● **PROMPT**:
In the stretch of items from the line with "A test script needs to locate the narrow" through the line with "[209,174,271,215]", switch "narrow" to "slender" and write out only those lines, changing nothing else.

● **TASK DATA**:
>> Start
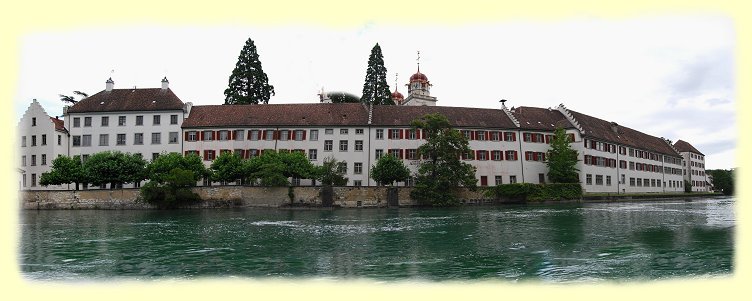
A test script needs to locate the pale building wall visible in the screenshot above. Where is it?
>> End
>> Start
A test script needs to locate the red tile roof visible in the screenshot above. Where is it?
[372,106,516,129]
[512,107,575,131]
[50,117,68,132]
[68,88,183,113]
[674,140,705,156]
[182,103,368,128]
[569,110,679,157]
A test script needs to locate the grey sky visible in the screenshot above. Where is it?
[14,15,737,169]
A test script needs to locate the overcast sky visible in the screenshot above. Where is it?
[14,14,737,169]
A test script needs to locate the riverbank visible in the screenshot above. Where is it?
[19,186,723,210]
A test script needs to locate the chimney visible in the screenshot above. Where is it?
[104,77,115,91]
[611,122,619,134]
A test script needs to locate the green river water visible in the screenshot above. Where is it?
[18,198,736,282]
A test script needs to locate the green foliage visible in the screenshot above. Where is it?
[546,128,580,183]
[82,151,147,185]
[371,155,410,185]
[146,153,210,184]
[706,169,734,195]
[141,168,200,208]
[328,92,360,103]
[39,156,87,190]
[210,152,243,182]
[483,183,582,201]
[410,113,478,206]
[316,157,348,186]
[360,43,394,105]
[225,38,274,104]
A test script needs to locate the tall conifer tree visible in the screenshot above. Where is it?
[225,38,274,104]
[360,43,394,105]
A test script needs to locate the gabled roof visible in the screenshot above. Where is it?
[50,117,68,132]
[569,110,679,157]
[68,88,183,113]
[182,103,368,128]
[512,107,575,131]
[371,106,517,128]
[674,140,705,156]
>> End
>> Start
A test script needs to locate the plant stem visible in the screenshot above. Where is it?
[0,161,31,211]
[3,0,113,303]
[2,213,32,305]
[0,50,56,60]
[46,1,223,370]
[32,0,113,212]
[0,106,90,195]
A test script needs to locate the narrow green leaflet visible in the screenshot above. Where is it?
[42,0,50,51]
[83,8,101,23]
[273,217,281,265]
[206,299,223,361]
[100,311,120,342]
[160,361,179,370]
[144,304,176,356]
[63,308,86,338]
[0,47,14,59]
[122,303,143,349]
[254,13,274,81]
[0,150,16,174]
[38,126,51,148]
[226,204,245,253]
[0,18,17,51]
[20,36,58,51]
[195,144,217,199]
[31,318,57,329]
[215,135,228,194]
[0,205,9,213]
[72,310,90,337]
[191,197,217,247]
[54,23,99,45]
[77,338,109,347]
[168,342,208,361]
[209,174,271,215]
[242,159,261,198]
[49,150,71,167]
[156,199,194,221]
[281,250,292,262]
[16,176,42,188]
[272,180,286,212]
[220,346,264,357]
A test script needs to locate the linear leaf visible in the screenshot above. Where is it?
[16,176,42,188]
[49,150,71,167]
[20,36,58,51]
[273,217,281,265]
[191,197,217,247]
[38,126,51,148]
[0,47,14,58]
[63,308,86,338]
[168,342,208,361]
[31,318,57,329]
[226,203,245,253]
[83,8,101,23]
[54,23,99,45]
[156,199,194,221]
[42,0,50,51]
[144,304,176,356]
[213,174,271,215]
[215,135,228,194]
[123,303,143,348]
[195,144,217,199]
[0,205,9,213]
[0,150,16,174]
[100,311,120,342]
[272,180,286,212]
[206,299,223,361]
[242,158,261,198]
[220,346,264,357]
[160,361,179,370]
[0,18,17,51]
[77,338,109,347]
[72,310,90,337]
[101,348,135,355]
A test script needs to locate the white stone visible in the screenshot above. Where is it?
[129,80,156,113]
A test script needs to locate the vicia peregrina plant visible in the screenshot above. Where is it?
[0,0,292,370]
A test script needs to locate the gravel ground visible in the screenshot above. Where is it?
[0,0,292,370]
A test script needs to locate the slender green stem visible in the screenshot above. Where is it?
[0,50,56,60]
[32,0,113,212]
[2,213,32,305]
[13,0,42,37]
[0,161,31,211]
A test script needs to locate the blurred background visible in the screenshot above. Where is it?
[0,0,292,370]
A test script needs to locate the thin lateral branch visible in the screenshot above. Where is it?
>> End
● **FULL RESPONSE**:
A test script needs to locate the slender green leaflet visible in the screenshot above. Where is it?
[42,0,50,51]
[83,8,101,23]
[273,217,281,265]
[206,299,223,361]
[100,311,120,342]
[160,361,179,370]
[144,304,176,356]
[63,308,86,338]
[0,47,14,59]
[122,303,143,349]
[254,13,274,81]
[0,150,16,174]
[38,126,51,148]
[226,204,245,253]
[0,18,17,51]
[20,36,58,51]
[195,144,217,199]
[31,318,57,329]
[215,135,228,194]
[0,205,9,213]
[72,310,90,337]
[191,197,217,247]
[54,23,99,45]
[77,338,109,347]
[168,342,208,361]
[209,174,271,215]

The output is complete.